**Work request**
Retype the entries below without any change.

**The data**
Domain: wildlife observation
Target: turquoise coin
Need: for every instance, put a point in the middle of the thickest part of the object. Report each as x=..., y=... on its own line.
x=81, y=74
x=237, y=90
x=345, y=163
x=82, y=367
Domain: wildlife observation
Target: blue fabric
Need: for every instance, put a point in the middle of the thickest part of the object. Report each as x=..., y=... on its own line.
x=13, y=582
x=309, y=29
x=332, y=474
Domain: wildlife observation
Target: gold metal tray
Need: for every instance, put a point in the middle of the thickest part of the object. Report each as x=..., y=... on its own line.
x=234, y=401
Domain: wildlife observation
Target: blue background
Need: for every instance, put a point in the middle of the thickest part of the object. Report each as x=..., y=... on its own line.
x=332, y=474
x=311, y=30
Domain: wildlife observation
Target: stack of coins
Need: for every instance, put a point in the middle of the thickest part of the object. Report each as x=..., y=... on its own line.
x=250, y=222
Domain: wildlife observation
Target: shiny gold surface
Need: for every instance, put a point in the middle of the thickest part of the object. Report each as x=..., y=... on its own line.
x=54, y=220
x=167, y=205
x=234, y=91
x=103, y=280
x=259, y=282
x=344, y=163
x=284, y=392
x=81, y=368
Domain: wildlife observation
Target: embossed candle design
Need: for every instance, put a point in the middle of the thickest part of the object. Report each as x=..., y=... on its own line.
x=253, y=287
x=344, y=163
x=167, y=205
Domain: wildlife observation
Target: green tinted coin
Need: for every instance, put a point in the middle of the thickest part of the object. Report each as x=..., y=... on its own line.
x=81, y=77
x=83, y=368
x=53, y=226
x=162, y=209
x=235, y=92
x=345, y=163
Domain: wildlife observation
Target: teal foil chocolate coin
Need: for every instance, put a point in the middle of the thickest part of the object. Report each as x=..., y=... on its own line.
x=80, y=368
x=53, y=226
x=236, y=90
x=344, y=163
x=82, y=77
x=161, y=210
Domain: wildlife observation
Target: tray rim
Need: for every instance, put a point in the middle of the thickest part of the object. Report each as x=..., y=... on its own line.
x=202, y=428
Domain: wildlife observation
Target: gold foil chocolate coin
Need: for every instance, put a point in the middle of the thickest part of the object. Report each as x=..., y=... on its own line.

**Response to the exercise**
Domain: wildlife observation
Target: turquoise coin
Need: for every instance, put a point in the middle of the thickest part of the object. Report each as x=..., y=... on its own line.
x=81, y=74
x=237, y=90
x=345, y=163
x=82, y=367
Domain: wildlife observation
Target: blue fabric
Need: for every instance, put a point in the middle of the thickest part of the object. Report each as x=..., y=... on its own line.
x=13, y=582
x=309, y=29
x=332, y=474
Domain: wildlife observation
Target: gold metal tray
Need: for every instance, put a point in the middle of the thickest part of the object. Report each as x=..., y=... on its own line.
x=234, y=401
Domain: wildlife observation
Target: blue background
Need: for every instance, put a point in the middle of the thickest part of the object. Report each as x=..., y=... on its own line.
x=332, y=474
x=311, y=30
Domain: wildlife observation
Target: stack of coins
Need: for every instance, put a point in the middle of the thickest part of the object. Report each as x=..., y=... on its own line.
x=250, y=222
Domain: wildlife observation
Target: shiny gold surface
Need: for every instance, put a point in the middle of the thickest part of the object. Report each as x=..., y=... on its own line.
x=54, y=220
x=167, y=205
x=234, y=91
x=103, y=280
x=259, y=282
x=344, y=163
x=284, y=392
x=81, y=368
Domain: wildlife observation
Target: embossed candle design
Need: for every instance, put a point in the middle of the thickest part of the object. Report each as x=..., y=... on its own line.
x=253, y=287
x=344, y=163
x=167, y=205
Domain: wildlife observation
Target: green tinted coin
Need: for every instance, put a point in the middle of the thickest part of the object. Report each as x=..., y=... on its own line.
x=81, y=77
x=83, y=368
x=53, y=226
x=162, y=209
x=235, y=92
x=345, y=163
Domain: wildlife observation
Target: teal foil chocolate coin
Need: for every instance, put a point in the middle of the thickest part of the object. Report each as x=..., y=... on its own line.
x=80, y=368
x=53, y=226
x=236, y=90
x=344, y=163
x=82, y=77
x=161, y=210
Domain: wildlife observation
Target: tray rim
Need: for every instance, put a point in the middle of the thickest part of the object. Report each as x=..., y=... on its own line.
x=202, y=428
Domain: wildlife observation
Target: gold foil chocolate coin
Need: for every instance, put a point in the middle of the thickest part of the object. Report each as x=..., y=... on its own line.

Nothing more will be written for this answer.